** START RECORD LIST **
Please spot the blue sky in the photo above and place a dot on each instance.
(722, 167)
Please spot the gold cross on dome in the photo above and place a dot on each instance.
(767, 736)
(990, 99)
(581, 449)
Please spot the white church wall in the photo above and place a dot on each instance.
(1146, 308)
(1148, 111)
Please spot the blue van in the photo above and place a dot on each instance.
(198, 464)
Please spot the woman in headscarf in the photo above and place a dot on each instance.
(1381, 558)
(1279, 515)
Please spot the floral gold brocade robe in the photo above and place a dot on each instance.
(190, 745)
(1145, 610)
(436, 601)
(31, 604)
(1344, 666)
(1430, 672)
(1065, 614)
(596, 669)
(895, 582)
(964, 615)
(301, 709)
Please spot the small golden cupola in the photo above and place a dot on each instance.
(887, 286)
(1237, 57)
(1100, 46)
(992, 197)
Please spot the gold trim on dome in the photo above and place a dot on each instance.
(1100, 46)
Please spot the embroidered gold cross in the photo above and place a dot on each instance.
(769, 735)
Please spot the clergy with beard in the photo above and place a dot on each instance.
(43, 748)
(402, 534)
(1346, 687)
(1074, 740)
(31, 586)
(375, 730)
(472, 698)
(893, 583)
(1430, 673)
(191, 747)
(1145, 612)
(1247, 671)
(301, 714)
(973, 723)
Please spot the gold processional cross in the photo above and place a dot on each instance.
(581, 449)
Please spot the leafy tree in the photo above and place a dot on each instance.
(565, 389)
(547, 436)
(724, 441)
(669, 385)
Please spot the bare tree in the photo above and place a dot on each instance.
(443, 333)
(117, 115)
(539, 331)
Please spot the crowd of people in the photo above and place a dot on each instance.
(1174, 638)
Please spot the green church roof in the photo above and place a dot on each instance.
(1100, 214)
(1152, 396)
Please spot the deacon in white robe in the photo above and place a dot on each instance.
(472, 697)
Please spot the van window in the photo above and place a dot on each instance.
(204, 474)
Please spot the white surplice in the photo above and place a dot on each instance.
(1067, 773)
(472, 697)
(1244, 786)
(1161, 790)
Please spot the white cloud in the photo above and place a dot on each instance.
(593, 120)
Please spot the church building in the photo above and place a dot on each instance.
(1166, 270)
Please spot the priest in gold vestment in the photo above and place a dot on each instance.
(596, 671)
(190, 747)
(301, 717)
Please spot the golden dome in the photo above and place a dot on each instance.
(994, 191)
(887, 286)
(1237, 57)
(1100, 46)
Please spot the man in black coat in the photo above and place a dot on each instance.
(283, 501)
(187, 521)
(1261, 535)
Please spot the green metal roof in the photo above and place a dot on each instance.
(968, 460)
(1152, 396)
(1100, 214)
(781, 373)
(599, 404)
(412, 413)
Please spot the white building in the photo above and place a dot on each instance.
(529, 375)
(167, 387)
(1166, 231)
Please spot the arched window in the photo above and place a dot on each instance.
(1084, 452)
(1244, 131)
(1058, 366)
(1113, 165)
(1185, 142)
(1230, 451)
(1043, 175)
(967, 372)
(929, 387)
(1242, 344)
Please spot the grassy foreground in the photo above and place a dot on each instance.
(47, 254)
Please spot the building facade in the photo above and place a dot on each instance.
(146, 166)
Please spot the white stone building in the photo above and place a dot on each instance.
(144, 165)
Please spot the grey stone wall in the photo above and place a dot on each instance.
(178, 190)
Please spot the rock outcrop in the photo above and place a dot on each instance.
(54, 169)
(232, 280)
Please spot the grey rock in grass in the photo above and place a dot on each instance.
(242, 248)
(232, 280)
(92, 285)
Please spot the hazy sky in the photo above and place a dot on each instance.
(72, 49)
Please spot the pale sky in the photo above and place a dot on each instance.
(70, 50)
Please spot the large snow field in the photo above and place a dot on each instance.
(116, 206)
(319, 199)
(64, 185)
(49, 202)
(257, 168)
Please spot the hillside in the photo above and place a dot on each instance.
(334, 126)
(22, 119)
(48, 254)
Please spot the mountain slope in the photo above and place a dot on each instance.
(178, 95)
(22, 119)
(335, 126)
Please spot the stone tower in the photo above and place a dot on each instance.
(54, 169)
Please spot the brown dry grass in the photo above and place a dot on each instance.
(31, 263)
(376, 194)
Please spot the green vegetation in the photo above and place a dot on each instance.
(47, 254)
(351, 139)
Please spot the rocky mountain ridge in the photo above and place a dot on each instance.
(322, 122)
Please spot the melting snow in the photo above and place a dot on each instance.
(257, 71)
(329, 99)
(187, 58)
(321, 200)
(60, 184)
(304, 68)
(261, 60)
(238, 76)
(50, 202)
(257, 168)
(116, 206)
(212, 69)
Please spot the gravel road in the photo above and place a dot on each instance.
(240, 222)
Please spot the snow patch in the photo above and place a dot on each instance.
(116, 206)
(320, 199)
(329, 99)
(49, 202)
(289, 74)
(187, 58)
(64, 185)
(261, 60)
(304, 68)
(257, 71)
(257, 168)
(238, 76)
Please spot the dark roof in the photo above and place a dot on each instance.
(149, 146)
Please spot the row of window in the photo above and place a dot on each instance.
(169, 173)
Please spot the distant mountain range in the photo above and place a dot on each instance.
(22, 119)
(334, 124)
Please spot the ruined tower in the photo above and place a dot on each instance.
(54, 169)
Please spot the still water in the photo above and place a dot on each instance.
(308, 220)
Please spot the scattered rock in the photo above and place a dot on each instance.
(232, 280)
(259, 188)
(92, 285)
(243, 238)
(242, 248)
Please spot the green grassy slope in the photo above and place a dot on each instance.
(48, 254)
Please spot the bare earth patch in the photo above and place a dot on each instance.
** END RECORD LIST **
§ GIVEN PROBLEM: Copy the records from the line containing "Please spot the row" through the end, keeping every line and adding 142 to each number in the point coordinates.

§ WRITTEN SOLUTION:
Please spot the row of window in the photo above and place a dot on each instance.
(311, 315)
Please spot the distant mountain range in the photo above and place a dot on each instance.
(164, 261)
(476, 266)
Please spot the ruined tower in the photo above and place a dot on each instance.
(196, 311)
Please spot the still water in the photo above and place a dot on each instance.
(450, 362)
Please spot the scattered rock in the photo above and place a dot on each instance.
(374, 422)
(401, 330)
(234, 427)
(385, 380)
(384, 390)
Please spot the green grassy slope in the photo above and place a dot on each instance.
(190, 396)
Please spot the bare earth patch in the photo above and place a dot on each instance.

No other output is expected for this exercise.